*Page excerpt*.
════

Teen sentenced for fatal wreck
Published 11:05 pm Thursday, February 7, 2013
An 18-year-old man was sentenced to a juvenile offender program for the death of his friend in a drunken-driving crash last year.
William James Newcomer sobbed as he read a statement to the parents of Ian Michael Burgett, who were seated in the front row of the courtroom. Burgett was 18 when the BMW convertible he was riding in, driven by Newcomer, crashed on N. Cherry Grove Road at 2:11 a.m. on April 29, 2012.
“I find myself lost,” said Newcomer, who at times was unintelligible. “Not yet has a day passed which I have not been consumed by what happened. … The pain of losing a friend is indescribable. … It kills me to even imagine what your family must be experiencing. … I’m sorry for the unimaginable pain I have caused your family. … I want you to know your family is forever in my thoughts and prayers.”
The car left the roadway to the right as it was traveling eastbound, said special prosecutor Earle Mobley, the Portsmouth Commonwealth’s Attorney working the case because of a conflict of interest in Suffolk’s office. The car hit a post, a ditch, a telephone box and a tree before coming to rest.
Both Newcomer and Burgett, who were seniors at Nansemond-Suffolk Academy, were transported to Sentara Norfolk General Hospital, where Burgett succumbed to his injuries.
Newcomer admitted to an officer he had been drinking, and the officer could smell alcohol on him, Mobley said. A witness told investigators he saw a can of beer fall out of the car when rescue workers opened the door. Newcomer’s blood-alcohol level was .11, Mobley added.
Defense attorney Grier Ferguson called the case a tragedy. He said five high school students had been drinking together that night and that the others left in a separate car.
Ferguson said later he did not know how the teenagers obtained the alcohol.
Newcomer, who was 17 when the wreck occurred, was sentenced to complete a juvenile offender program, after which he will remain on supervised probation until his 25th birthday. He also must complete the Virginia Alcohol Safety Action Program after his release.
His participation in the juvenile program will be reviewed in one year, after which he could be released, Mobley said.
Judge William Andrews agreed that the case was a tragedy.
“It will continue to affect both families for the rest of their lives,” he said, adding that he hopes Newcomer can become an ambassador against drinking and driving. “You know firsthand. You’re living a nightmare.”
Mobley, who was appointed because Grier Ferguson is the Suffolk commonwealth’s attorney’s brother, said his own son goes to NSA and knew both Newcomer and Burgett.
“I just think there’s no way you can make this family whole again,” he said after the hearing. “Hopefully they can move on with their life.”

════

*Extracted material*.
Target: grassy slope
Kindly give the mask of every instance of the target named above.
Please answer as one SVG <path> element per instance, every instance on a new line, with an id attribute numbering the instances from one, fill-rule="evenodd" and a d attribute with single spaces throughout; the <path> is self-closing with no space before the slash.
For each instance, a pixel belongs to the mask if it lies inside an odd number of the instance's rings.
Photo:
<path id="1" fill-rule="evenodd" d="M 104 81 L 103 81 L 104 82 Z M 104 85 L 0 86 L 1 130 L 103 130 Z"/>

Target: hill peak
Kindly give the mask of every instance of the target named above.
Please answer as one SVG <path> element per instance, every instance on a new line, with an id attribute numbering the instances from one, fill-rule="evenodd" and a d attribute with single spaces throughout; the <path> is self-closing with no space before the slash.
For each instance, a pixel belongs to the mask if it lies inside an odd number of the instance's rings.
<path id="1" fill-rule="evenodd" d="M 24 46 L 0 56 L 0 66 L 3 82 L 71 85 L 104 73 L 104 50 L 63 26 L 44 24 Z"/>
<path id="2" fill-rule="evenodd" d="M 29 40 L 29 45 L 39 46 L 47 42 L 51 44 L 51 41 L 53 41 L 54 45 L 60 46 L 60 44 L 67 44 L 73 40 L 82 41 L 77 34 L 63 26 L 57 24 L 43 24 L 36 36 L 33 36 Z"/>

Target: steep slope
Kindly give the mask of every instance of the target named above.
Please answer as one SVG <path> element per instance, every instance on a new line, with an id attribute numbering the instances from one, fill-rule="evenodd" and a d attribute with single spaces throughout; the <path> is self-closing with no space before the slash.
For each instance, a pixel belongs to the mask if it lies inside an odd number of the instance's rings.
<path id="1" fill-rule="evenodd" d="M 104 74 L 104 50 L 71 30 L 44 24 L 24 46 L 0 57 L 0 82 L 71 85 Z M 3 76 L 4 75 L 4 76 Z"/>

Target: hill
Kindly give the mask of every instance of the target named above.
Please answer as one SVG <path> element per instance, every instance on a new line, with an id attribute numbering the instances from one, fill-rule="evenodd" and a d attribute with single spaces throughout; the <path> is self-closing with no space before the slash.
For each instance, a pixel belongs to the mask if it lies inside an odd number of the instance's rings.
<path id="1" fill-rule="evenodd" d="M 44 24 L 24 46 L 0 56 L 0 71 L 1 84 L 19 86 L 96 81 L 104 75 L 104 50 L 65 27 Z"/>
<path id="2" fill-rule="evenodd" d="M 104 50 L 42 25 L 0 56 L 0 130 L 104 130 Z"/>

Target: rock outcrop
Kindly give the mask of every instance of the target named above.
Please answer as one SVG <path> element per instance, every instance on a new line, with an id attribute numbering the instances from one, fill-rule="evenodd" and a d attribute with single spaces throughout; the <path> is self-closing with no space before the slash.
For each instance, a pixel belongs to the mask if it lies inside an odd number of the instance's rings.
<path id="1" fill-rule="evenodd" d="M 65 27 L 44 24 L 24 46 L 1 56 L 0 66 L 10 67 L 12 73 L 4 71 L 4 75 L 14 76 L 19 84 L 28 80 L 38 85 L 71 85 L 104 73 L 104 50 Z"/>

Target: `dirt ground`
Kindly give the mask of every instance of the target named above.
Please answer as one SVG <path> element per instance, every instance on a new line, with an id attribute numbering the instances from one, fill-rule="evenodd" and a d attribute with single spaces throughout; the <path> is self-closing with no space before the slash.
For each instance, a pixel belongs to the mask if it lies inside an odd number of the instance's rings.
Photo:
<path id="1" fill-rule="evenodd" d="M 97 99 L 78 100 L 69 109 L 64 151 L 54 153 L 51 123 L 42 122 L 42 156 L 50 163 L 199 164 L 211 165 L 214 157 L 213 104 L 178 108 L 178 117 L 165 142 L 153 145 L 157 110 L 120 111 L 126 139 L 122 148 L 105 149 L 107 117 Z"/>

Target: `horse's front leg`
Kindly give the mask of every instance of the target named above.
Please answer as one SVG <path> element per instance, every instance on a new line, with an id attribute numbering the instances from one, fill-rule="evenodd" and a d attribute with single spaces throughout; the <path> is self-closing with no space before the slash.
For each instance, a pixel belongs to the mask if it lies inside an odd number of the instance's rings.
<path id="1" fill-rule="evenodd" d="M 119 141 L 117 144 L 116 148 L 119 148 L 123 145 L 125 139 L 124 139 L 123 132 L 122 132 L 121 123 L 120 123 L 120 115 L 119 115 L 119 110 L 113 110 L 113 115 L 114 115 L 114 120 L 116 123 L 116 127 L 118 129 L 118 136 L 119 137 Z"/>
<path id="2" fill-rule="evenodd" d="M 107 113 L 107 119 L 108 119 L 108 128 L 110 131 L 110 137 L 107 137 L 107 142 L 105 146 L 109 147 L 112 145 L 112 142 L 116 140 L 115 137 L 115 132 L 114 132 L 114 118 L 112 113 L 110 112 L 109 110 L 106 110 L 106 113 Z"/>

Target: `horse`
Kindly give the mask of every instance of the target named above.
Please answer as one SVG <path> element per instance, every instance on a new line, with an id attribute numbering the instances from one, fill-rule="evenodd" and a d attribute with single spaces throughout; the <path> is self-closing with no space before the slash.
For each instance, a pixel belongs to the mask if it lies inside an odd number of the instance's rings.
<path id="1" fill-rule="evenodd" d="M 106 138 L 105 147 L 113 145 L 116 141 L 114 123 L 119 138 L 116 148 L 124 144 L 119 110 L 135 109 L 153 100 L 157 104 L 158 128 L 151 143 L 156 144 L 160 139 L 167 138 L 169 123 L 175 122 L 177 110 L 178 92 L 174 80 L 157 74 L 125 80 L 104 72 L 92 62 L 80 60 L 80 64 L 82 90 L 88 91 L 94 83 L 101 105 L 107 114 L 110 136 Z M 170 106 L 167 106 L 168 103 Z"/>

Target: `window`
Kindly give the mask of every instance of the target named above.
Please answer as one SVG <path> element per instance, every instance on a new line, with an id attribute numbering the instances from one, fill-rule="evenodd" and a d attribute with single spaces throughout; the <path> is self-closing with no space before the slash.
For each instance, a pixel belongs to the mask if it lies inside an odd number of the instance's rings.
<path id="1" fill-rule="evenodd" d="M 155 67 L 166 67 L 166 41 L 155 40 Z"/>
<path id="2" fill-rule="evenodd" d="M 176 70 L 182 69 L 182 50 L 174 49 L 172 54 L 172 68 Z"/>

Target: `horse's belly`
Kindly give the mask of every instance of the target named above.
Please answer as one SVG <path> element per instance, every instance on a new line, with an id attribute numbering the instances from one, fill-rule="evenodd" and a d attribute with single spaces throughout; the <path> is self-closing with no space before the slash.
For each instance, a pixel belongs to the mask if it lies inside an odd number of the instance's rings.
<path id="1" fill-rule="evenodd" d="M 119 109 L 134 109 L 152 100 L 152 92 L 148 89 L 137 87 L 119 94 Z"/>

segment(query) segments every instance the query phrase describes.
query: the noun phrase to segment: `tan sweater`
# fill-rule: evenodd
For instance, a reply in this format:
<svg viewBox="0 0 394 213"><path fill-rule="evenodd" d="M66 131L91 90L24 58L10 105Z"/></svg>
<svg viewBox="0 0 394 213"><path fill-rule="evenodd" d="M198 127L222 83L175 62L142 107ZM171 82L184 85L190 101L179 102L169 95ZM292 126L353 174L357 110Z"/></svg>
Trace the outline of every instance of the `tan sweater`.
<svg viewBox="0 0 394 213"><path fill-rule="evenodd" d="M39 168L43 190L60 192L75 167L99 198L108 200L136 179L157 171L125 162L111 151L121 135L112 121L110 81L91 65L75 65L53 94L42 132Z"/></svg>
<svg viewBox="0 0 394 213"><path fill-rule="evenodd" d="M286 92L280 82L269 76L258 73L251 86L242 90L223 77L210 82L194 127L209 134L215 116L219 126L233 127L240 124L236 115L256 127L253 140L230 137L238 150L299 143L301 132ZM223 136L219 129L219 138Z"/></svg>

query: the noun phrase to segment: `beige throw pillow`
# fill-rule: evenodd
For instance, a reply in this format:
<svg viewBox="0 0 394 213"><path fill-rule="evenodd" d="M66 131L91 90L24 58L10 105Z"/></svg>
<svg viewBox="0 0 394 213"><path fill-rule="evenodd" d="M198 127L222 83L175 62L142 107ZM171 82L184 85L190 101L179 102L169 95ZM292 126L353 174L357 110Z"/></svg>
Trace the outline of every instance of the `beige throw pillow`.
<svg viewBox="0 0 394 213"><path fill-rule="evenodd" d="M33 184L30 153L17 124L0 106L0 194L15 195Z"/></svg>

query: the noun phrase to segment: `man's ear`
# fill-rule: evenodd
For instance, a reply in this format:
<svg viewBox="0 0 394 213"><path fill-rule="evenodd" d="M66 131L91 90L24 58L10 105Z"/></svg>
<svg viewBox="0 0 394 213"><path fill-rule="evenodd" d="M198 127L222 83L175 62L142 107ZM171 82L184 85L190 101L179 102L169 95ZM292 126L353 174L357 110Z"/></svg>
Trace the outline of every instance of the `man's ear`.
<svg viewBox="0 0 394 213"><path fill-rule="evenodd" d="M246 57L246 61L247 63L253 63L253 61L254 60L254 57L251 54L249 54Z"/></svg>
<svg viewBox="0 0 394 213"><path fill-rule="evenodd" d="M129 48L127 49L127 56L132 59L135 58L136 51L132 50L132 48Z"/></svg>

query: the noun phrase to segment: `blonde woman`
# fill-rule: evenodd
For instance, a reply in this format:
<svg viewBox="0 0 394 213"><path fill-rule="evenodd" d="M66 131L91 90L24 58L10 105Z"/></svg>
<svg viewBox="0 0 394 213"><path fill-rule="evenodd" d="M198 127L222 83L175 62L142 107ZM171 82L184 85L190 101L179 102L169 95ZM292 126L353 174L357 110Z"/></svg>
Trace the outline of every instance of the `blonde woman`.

════

*What you need to do*.
A. In the sentencing article, could you retype everything from "Both Newcomer and Burgett, who" down to "to his injuries."?
B. According to the sentencing article, what was Newcomer's blood-alcohol level?

*Completed exercise*.
A.
Both Newcomer and Burgett, who were seniors at Nansemond-Suffolk Academy, were transported to Sentara Norfolk General Hospital, where Burgett succumbed to his injuries.

B. .11